TASK ITEM:
Transcribe every line of the entries exactly.
+++ DATA SHOWN +++
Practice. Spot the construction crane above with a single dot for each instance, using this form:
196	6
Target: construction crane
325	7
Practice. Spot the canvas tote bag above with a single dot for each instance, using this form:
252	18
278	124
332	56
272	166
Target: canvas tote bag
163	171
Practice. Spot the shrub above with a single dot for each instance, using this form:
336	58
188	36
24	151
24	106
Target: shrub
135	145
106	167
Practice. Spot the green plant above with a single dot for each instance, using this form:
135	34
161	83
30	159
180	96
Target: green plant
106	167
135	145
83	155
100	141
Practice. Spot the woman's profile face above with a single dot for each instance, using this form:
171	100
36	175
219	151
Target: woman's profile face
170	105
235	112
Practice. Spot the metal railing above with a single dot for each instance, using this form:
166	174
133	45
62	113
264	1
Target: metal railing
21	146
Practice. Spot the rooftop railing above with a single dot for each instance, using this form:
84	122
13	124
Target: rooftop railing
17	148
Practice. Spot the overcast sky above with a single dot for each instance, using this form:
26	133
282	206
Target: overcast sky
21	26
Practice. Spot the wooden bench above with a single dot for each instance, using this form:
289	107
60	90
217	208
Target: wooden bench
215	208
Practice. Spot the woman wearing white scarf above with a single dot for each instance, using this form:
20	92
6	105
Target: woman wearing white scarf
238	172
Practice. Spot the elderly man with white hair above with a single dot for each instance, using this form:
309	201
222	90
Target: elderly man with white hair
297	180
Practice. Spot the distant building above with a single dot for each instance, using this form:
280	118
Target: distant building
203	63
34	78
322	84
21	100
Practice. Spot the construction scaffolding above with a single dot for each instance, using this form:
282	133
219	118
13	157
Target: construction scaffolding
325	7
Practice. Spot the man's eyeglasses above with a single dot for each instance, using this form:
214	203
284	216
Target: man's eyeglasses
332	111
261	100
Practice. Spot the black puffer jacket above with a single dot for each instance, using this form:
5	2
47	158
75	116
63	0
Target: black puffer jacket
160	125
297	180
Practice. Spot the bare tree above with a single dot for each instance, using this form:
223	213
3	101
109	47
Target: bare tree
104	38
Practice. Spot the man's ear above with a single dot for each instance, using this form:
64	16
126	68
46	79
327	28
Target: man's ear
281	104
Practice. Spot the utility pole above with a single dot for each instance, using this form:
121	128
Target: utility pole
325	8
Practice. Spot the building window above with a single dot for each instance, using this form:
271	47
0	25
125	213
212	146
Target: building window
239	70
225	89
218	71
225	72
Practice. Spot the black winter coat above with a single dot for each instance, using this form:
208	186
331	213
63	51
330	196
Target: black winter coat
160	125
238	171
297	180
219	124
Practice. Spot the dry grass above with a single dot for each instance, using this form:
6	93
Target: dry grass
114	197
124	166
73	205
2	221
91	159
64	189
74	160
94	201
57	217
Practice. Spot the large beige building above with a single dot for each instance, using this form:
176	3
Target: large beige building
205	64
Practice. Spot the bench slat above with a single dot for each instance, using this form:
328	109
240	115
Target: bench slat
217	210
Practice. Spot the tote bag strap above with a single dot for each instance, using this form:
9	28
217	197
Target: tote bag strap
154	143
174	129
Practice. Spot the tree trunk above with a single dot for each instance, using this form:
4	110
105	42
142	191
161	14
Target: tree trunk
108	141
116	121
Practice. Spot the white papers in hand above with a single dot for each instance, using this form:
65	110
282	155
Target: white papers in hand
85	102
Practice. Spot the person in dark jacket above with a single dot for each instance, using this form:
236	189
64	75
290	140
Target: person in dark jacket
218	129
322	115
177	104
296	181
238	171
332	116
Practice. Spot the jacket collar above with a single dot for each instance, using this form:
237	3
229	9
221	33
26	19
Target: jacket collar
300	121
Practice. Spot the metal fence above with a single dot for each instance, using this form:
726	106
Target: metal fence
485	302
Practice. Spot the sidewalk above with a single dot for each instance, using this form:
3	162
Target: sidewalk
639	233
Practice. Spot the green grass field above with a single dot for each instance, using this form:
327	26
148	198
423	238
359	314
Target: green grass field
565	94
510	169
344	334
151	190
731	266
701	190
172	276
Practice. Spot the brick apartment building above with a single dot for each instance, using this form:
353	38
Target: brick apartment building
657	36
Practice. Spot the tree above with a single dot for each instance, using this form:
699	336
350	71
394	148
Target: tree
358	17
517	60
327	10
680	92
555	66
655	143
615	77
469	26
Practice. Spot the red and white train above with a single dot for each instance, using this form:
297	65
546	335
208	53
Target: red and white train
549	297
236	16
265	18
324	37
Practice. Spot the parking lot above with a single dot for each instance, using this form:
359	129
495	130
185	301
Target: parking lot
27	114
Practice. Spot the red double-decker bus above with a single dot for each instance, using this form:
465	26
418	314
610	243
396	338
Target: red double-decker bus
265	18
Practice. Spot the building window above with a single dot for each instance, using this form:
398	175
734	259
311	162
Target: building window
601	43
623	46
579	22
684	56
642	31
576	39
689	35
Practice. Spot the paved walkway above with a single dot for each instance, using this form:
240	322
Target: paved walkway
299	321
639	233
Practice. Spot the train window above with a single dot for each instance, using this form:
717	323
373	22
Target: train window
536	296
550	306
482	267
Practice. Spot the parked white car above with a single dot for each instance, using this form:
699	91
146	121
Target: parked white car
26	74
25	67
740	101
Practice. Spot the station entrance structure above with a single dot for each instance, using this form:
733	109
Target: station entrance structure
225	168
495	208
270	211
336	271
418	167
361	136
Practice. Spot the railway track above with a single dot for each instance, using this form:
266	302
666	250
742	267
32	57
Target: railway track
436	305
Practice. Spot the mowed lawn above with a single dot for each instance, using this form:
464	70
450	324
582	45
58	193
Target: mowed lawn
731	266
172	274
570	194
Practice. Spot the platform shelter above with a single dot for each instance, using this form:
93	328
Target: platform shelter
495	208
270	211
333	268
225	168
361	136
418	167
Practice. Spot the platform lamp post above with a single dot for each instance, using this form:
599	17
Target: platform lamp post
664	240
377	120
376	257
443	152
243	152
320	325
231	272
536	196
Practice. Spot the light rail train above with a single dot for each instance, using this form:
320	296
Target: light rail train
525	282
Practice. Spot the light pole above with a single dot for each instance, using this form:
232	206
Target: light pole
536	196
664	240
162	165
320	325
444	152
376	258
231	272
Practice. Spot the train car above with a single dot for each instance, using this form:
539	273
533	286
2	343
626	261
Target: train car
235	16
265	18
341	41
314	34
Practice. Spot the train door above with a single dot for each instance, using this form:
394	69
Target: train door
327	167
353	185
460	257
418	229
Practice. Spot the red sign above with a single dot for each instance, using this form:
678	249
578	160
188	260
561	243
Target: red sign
+++
COMPLETED TASK:
Practice. Spot the construction crane above with a single dot for each instance, using this form:
196	6
Target: construction crane
325	7
Practice. Spot the canvas tote bag above with a single dot for each instance, using this form:
252	18
278	124
332	56
272	166
Target: canvas tote bag
163	171
Practice. Spot the shrub above with a single dot for each instance, using this form:
336	58
188	36
24	151
24	106
Target: shrub
135	145
106	167
Practice. Spot the green plant above with a single dot for each instance, using this form:
135	34
161	83
30	159
180	96
Target: green plant
106	167
135	145
83	155
100	141
Practice. Spot the woman's profile face above with a single dot for each instance, using this form:
171	100
36	175
219	151
Target: woman's profile face
170	105
235	112
Practice. Spot the metal railing above with a single dot for each instance, using this form:
166	174
133	45
62	113
264	1
Target: metal railing
21	146
Practice. Spot the rooftop railing above with a single dot for each instance, using this form:
84	122
13	124
Target: rooftop railing
17	148
Practice. Spot the overcast sky above with a single dot for each instance, using this form:
26	133
282	206
Target: overcast sky
21	26
Practice. Spot the wooden bench above with a single dot for each instance, using this form:
289	107
60	90
217	208
Target: wooden bench
215	208
Practice. Spot the woman wearing white scarf above with a single dot for each instance, using this form:
20	92
6	105
Target: woman wearing white scarf
238	172
Practice. Spot the elderly man with white hair above with a single dot for each instance, using this form:
309	201
222	90
Target: elderly man with white hair
297	180
Practice. Spot the distant building above with a single dot for each instance, using this form:
280	118
Target: distant building
203	63
34	78
322	84
21	100
Practice. Spot the construction scaffolding above with a single dot for each instance, using this form:
282	133
219	118
13	157
Target: construction scaffolding
325	7
Practice. Spot the man's eyeglasses above with a single dot for each instance, using this form:
214	203
284	216
Target: man's eyeglasses
332	111
261	100
Practice. Spot the black puffer jacket above with a single dot for each instance, using this form:
5	2
47	158
75	116
63	0
Target: black puffer jacket
160	125
297	180
Practice. Spot the bare tree above with a single dot for each instance, using this form:
223	213
3	101
109	47
Target: bare tree
104	38
Practice. Spot the man's ear above with a single dot for each instance, using this form:
64	16
126	68
46	79
327	28
Target: man's ear
281	104
Practice. Spot the utility pole above with a single dot for each instance, using this form:
121	128
Target: utility pole
325	8
Practice. Spot the building window above with a single dot for each instance, using this form:
271	47
0	25
125	213
212	146
Target: building window
239	70
225	89
218	71
225	72
Practice. Spot the black winter coat above with a single dot for each instance, using this form:
208	186
331	213
63	51
330	196
Target: black winter coat
160	125
238	171
297	180
219	124
Practice. Spot the dry grass above with a single dot for each instance, using this form:
6	93
Target: dry grass
114	197
124	166
73	205
2	221
91	159
64	189
74	160
94	201
57	217
Practice. Spot the large beige building above with a single dot for each instance, using this form:
176	3
Target: large beige building
205	64
Practice. Spot the bench slat above with a single dot for each instance, using this form:
328	109
240	115
Target: bench slat
217	210
Practice. Spot the tote bag strap above with a single dot for each instance, using this form:
9	28
217	197
Target: tote bag strap
154	143
174	129
Practice. Spot the tree trunk above with a single dot for each instance, using this form:
4	110
105	42
142	191
161	14
Target: tree trunk
108	141
116	121
Practice. Spot the white papers in hand above with a single dot for each instance, using this form:
65	110
282	155
Target: white papers in hand
85	102
Practice. Spot the person in dark jacket above with a single dot for each instance, using this form:
236	189
64	75
290	140
Target: person in dark jacket
218	129
322	115
177	104
296	181
238	171
332	116
Practice. Spot the jacket collar above with a single dot for each instance, using this form:
237	3
229	9
221	33
26	19
Target: jacket collar
300	121
Practice. Spot the metal fence above with a single dot for each instance, using this form:
726	106
Target: metal fence
485	302
Practice. Spot the sidewalk above with a single dot for each instance, using this form:
3	162
Target: sidewalk
639	233
Practice. Spot the green grass field above with a single dot for each instance, using this form:
327	26
148	198
423	238
359	314
Target: green grass field
565	94
510	169
344	334
151	190
731	266
701	190
172	276
Practice. Spot the brick apartment building above with a single dot for each instance, using this form:
353	38
Target: brick apartment building
657	36
Practice. Spot the tree above with a single dot for each instance, using this form:
699	336
350	71
394	148
Target: tree
358	17
517	60
327	10
680	92
555	66
655	143
615	77
469	26
Practice. Spot the red and white train above with a single dot for each instance, using this form:
297	65
546	335
208	53
Target: red and white train
549	297
236	16
265	18
324	37
Practice. Spot the parking lot above with a single dot for each instance, using this form:
359	129
495	130
185	301
Target: parking lot
27	114
Practice. Spot the red double-decker bus above with a single dot for each instance, using this form:
465	26
418	314
610	243
396	338
Target: red double-decker bus
265	18
Practice. Spot the building window above with a single dot for each instance, using this form:
398	175
734	259
311	162
Target: building window
601	43
623	46
579	22
684	56
642	31
576	39
689	35
Practice. Spot the paved walkway above with a single dot for each instance, using this form:
240	322
Target: paved walkway
299	321
639	233
Practice. Spot the train window above with a single dot for each instance, using this form:
717	323
373	22
Target: train window
536	296
550	306
482	267
Practice. Spot the parked white car above with a single dot for each instance, using this form:
699	91
146	121
Target: parked white car
26	74
25	67
740	101
Practice. Spot the station entrance structure above with a single dot for each instance, using this form:
733	109
Target: station entrance structure
225	168
495	208
270	211
336	271
418	167
361	136
Practice. Spot the railway track above with a single dot for each instance, using this form:
266	302
666	250
742	267
32	57
Target: railway track
436	305
Practice. Spot the mowed lawn above with a single dot for each instance, using this form:
464	70
450	324
582	45
58	193
Target: mowed lawn
731	266
172	274
570	194
Practice. Spot the platform shelter above with a single dot for each instance, using this form:
93	328
Target: platform shelter
495	208
270	211
333	268
225	168
361	136
418	167
Practice. Spot the platform lamp post above with a single dot for each instance, using this form:
599	17
Target: platform lamp post
664	240
377	120
376	257
443	152
243	152
320	325
231	272
536	196
Practice. Spot the light rail train above with a single dot for each instance, using this form:
320	296
Target: light rail train
525	282
Practice. Spot the light pole above with a single dot for each instance, using this form:
232	206
Target: light pole
536	196
664	240
162	165
320	325
444	152
376	258
231	272
Practice. Spot the train car above with a single dot for each instance, using this form:
539	273
533	286
2	343
626	261
Target: train car
235	16
265	18
341	41
314	34
Practice. Spot the train door above with a single dot for each instance, using this form:
394	69
Target: train door
327	167
353	185
460	257
418	229
Practice. Spot the red sign above with a single dot for each instance, using this form:
678	249
578	160
188	260
561	243
Target: red sign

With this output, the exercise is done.